*TEXTO DADO:*
-.-.-
Inocentes, ingénuos, crédulos, cândidos, iludidos… é que não são, os muitos que partilharam da tonitruante afirmação de António Costa, inclusive ele próprio, declarando repugnante o discurso do ministro das Finanças holandês repelindo as eurobonds: “A Comissão Europeia devia investigar países como Espanha, que afirmam não ter margem orçamental para lidar com os efeitos da crise provocada pelo novo coronavírus, apesar de a zona euro estar a crescer há sete anos consecutivos”.
Não, não são. Nem, certamente, apenas descobriram agora essa “repugnância” por comportamentos e posições da União Europeia (UE). Mesmo quando os cobriram com um espesso manto de silêncio e nevoeiro, quando não de amorosa e respeitável e visível cumplicidade.
Porque as coisas não começaram agora, nem agora são apenas como quer António Costa e outros, a repetição das escabrosas declarações de anterior ministro das Finanças holandês. Porque o problema não é de ministros nem de ministros holandeses. É da própria União.
-.-.-
*TAREFA A:*
Segundo o texto, de quem é o problema, afinal?
*TAREFA B:*
Por favor, reescreva o trecho do texto que vai de "Inocentes, ingénuos, crédulos, cândidos, iludidos…" até "e visível cumplicidade.", trocando "nevoeiro" por "neblina".
O material não é necessário para as tarefas.
-.-.-
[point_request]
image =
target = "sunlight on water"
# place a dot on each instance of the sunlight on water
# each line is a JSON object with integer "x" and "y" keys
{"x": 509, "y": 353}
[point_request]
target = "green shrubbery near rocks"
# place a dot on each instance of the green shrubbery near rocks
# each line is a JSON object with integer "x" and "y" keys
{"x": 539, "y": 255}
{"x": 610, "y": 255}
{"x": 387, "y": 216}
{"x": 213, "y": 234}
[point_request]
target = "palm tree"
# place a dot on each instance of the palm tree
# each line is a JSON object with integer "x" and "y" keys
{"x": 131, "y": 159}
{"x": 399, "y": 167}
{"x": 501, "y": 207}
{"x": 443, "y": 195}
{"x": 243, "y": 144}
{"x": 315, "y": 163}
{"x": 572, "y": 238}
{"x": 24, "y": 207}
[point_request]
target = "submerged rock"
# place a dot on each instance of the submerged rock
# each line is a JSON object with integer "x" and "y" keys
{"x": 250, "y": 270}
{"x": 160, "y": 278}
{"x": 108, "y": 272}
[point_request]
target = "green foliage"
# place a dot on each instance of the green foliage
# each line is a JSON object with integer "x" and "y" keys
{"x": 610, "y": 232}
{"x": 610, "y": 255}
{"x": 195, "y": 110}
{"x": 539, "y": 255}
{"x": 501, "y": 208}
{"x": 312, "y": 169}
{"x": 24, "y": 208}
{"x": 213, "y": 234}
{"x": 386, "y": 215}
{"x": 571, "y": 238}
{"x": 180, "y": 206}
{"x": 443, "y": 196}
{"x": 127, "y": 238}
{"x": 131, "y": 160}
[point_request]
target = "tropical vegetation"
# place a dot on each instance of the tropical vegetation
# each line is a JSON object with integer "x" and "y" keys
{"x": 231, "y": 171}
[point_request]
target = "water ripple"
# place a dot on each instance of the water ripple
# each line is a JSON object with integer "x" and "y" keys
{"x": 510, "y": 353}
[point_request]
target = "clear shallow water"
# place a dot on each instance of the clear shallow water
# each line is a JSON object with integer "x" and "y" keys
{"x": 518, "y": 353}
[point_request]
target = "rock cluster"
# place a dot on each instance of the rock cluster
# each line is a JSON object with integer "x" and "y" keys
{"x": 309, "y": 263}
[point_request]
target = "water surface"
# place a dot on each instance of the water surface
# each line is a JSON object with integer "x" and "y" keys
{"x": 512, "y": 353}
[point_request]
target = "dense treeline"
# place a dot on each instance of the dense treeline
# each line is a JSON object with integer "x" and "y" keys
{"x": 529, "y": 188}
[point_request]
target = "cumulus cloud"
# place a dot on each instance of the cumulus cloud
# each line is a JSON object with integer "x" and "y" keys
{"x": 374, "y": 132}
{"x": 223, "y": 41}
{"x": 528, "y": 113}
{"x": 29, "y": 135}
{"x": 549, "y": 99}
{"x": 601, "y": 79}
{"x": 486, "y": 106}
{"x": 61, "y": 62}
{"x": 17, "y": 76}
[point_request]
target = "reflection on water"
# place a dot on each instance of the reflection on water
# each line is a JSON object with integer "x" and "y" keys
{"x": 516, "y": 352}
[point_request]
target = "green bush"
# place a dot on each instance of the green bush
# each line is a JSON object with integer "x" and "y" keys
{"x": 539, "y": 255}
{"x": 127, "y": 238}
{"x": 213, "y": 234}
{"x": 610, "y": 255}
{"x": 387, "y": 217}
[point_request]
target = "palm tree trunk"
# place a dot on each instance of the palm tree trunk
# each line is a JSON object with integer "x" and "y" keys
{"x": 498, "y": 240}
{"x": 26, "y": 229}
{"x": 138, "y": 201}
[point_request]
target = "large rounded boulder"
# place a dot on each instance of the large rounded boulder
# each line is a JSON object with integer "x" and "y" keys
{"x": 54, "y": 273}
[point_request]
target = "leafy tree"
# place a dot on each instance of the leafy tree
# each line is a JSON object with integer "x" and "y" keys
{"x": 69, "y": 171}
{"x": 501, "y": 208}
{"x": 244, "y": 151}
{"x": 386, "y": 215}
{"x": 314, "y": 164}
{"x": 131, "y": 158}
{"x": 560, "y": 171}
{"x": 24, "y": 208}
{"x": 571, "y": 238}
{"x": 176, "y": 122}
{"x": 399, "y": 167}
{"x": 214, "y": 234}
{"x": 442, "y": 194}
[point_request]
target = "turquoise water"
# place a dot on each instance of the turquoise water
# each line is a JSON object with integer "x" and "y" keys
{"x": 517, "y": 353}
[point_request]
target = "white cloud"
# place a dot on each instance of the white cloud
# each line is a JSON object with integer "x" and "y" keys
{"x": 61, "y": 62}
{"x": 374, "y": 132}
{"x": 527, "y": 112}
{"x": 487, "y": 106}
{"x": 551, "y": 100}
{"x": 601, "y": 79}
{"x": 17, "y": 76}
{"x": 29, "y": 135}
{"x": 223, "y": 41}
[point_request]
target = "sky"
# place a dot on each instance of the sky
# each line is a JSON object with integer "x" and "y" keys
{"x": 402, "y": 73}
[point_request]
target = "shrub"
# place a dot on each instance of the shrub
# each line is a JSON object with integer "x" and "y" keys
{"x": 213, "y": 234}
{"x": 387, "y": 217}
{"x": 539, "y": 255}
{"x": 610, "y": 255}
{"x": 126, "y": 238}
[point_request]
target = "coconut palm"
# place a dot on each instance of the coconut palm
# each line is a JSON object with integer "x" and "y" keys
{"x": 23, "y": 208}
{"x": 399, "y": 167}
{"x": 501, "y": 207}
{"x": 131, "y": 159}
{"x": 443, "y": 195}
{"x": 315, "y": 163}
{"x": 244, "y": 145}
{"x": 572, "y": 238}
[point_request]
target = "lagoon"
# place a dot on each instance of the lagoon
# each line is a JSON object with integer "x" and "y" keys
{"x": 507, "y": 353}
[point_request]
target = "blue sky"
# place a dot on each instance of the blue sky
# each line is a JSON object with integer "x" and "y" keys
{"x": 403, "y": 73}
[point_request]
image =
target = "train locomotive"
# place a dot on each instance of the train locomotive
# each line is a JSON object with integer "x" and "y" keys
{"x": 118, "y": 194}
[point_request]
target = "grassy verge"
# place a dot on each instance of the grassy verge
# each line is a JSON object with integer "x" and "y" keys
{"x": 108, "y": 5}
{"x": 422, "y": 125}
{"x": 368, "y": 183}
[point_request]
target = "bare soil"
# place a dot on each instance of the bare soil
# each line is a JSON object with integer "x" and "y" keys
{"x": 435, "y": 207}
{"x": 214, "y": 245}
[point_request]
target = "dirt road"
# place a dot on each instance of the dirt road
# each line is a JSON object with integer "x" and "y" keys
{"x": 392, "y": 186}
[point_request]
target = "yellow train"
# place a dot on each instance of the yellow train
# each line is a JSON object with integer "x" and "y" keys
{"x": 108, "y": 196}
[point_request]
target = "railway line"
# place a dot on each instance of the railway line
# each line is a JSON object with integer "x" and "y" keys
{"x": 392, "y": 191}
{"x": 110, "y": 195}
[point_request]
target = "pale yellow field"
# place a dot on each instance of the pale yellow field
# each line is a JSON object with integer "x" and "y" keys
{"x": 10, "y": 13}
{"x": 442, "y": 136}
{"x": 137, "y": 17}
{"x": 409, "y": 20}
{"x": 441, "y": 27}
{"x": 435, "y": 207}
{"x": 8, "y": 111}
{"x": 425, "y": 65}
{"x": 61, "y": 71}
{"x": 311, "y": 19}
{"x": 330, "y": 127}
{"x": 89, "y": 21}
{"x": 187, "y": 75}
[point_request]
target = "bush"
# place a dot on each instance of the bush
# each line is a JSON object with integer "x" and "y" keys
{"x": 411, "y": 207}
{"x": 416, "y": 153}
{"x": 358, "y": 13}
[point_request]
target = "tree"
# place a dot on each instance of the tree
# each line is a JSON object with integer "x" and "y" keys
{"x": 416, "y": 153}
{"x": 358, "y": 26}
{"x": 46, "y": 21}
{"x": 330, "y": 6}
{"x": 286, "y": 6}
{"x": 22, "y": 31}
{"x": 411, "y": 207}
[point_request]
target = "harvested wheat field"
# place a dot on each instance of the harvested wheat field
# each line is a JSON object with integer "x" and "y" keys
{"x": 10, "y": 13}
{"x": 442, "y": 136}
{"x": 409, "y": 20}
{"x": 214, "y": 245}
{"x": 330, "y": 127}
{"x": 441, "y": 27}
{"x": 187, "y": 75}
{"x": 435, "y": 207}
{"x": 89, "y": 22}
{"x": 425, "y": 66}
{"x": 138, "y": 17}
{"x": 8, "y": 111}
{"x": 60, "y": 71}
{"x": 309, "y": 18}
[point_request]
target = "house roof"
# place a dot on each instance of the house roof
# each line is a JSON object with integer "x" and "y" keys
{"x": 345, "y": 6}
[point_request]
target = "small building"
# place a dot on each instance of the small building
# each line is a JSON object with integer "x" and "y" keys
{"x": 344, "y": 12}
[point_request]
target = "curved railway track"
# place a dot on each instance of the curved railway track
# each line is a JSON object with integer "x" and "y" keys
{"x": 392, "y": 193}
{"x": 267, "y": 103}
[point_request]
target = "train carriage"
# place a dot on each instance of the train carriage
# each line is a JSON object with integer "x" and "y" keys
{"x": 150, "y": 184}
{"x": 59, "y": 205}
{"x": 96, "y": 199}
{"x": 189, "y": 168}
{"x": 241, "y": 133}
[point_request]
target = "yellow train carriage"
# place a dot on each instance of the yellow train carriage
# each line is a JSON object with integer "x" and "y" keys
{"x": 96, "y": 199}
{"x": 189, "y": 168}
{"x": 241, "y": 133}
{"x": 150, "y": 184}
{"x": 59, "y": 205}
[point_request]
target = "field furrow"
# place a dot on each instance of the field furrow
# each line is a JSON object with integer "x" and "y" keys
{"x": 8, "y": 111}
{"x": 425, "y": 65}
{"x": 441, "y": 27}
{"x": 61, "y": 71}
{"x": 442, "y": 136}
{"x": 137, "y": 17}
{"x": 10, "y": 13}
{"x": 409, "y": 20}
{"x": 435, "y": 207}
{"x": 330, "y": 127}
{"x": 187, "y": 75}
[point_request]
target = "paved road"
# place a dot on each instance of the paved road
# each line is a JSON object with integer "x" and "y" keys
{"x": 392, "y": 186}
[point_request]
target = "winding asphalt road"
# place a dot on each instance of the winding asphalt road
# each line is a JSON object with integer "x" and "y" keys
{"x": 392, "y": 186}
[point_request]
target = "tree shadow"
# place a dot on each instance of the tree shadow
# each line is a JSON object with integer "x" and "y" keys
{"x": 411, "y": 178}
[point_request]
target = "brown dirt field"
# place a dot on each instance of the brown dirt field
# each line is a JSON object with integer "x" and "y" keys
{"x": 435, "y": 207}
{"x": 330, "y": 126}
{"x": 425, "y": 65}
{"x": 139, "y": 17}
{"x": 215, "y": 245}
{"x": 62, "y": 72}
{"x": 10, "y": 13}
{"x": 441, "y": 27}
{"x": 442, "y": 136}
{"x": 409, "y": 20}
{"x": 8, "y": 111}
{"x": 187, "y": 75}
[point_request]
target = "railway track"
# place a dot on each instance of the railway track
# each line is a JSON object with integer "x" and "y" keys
-.-.-
*RESPOSTA A:*
O problema é da própria União.

*RESPOSTA B:*
Inocentes, ingénuos, crédulos, cândidos, iludidos… é que não são, os muitos que partilharam da tonitruante afirmação de António Costa, inclusive ele próprio, declarando repugnante o discurso do ministro das Finanças holandês repelindo as eurobonds: “A Comissão Europeia devia investigar países como Espanha, que afirmam não ter margem orçamental para lidar com os efeitos da crise provocada pelo novo coronavírus, apesar de a zona euro estar a crescer há sete anos consecutivos”.
Não, não são. Nem, certamente, apenas descobriram agora essa “repugnância” por comportamentos e posições da União Europeia (UE). Mesmo quando os cobriram com um espesso manto de silêncio e neblina, quando não de amorosa e respeitável e visível cumplicidade.